> **GIVEN INFORMATION**
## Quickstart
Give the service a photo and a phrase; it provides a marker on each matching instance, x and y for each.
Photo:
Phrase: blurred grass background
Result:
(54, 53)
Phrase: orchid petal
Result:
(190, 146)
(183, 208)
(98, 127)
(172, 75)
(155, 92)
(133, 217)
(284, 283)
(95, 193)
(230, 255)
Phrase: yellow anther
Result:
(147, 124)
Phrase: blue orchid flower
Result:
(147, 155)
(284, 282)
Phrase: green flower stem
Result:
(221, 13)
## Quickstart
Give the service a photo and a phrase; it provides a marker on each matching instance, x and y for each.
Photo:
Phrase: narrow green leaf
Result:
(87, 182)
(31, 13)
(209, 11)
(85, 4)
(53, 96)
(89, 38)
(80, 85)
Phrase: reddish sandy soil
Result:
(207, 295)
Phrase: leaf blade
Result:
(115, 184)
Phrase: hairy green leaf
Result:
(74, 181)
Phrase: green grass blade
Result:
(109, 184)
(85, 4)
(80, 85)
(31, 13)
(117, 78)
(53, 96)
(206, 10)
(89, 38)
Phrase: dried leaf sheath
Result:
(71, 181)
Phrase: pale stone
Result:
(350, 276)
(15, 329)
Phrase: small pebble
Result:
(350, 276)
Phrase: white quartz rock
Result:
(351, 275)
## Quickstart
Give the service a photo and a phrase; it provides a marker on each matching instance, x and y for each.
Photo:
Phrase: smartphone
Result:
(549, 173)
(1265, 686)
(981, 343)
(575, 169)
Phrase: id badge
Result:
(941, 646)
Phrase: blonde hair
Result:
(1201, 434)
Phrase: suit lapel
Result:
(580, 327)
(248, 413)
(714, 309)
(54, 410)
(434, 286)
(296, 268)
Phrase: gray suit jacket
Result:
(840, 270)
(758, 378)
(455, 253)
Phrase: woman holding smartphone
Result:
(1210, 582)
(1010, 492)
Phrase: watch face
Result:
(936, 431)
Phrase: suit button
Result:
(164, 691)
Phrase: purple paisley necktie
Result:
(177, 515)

> **WHAT THE TASK ASKS**
Generate an exact reproduction of all entries.

> **ANSWER**
## Quickstart
Give the service a photo and a phrase; it provides a marker on each matching instance, x and y for each.
Photo:
Phrase: blurred grass background
Result:
(54, 53)
Phrase: orchid petal
Result:
(190, 146)
(183, 208)
(98, 127)
(172, 75)
(155, 92)
(133, 217)
(284, 283)
(95, 193)
(230, 255)
Phrase: yellow anther
Result:
(147, 124)
Phrase: blue orchid flower
Result:
(147, 155)
(284, 282)
Phrase: green flower stem
Result:
(221, 13)
## Quickstart
Give the service a photo and a phrase; it provides a marker on each matching instance, x and y for each.
Photo:
Phrase: narrow green leaf
Result:
(87, 182)
(31, 13)
(209, 11)
(85, 4)
(53, 96)
(89, 38)
(80, 85)
Phrase: reddish sandy soil
Result:
(207, 295)
Phrase: leaf blade
Result:
(115, 184)
Phrase: hairy green leaf
Result:
(74, 181)
Phrase: green grass blade
Result:
(109, 184)
(85, 4)
(80, 85)
(31, 13)
(117, 78)
(53, 96)
(206, 10)
(89, 38)
Phrase: dried leaf sheath
Result:
(71, 181)
Phrase: pale stone
Result:
(350, 276)
(15, 329)
Phrase: small pebble
Result:
(350, 276)
Phrase: white quartz rock
Result:
(351, 275)
## Quickstart
Give the service a photo and a phrase; it provides a marker on each matching instance, x and y for each.
Photo:
Phrase: smartphone
Result:
(549, 173)
(1265, 686)
(981, 343)
(575, 169)
Phrase: id badge
Result:
(941, 646)
Phrase: blonde hair
Result:
(1201, 434)
Phrase: suit lapel
Result:
(580, 327)
(248, 413)
(714, 309)
(54, 410)
(434, 286)
(296, 268)
Phrase: gray suit jacket
Result:
(840, 270)
(758, 378)
(455, 253)
Phrase: woman holding smartphone
Result:
(1210, 582)
(1010, 492)
Phrase: watch face
Result:
(936, 431)
Phrase: suit button
Result:
(164, 691)
Phrase: purple paisley necktie
Result:
(177, 515)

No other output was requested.